**WHAT IS EXPECTED**
Rewrite every line of the records below as a numbered list, omitting any blank lines.

[start]

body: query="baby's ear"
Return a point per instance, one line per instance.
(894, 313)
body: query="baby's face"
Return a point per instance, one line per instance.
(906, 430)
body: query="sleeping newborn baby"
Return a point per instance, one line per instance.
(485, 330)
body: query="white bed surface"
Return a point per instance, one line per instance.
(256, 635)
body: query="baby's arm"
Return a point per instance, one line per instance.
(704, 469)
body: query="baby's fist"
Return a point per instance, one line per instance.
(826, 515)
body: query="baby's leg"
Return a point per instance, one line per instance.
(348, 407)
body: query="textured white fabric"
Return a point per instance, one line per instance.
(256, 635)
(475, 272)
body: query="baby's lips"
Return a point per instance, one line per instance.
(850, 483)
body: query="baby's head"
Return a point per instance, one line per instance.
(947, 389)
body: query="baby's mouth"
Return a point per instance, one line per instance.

[end]

**THE ANSWER**
1. body: query="baby's ear"
2. Return a point per instance, one line per instance.
3. (894, 313)
4. body: query="baby's face"
5. Return a point per instance, one line per instance.
6. (906, 430)
7. body: query="sleeping newborn baby"
8. Return a point per instance, one line per instance.
9. (485, 330)
10. body: query="white bed surface"
11. Return a point per instance, one line per instance.
12. (256, 635)
13. body: query="baby's arm"
14. Return a point per instance, one line per instance.
15. (704, 469)
16. body: query="baby's fist"
17. Return a point per instance, one line per instance.
18. (826, 515)
19. body: query="baby's leg"
20. Return a point per instance, one line per instance.
21. (348, 407)
22. body: query="textured white fabric"
23. Return a point per instance, one line per instance.
24. (256, 635)
25. (475, 272)
26. body: query="baby's lips"
27. Return a point per instance, one line per instance.
28. (850, 483)
29. body: query="baby's head"
30. Return a point per instance, one line per instance.
31. (947, 389)
32. body: query="baby's mouth"
33. Return a point per instance, one line per instance.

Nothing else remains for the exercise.